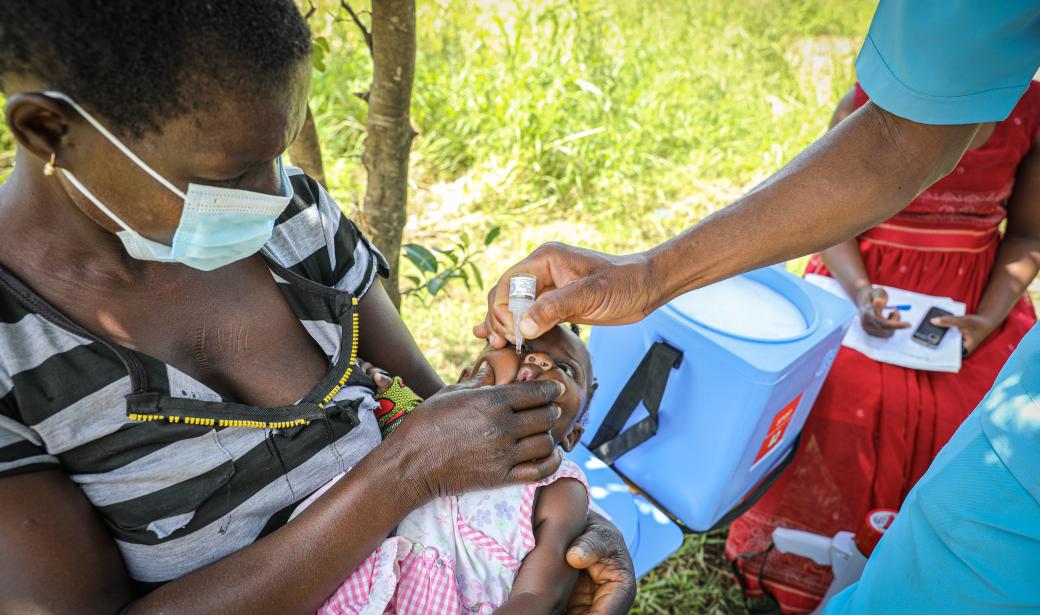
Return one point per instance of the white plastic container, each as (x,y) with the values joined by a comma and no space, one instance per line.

* * *

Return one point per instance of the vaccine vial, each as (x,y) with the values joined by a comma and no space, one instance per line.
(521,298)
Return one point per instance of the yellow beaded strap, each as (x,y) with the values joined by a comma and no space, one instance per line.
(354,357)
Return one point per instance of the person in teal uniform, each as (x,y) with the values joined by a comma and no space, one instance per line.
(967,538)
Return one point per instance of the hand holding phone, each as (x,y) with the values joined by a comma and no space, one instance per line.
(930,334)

---

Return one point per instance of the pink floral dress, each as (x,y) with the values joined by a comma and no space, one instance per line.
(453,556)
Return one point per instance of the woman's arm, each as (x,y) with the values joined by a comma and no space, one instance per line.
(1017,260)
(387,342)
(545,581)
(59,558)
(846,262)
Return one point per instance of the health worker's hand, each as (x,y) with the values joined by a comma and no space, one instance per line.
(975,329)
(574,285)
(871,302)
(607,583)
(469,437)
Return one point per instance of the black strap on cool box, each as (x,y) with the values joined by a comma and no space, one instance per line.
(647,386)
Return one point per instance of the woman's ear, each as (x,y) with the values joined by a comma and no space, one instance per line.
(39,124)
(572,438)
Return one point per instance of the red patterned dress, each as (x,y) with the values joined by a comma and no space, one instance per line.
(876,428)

* _Exercise description_: How many lines in the material above contain the string "strap"? Case counts. Reply with the number only.

* _Response to this task_: 2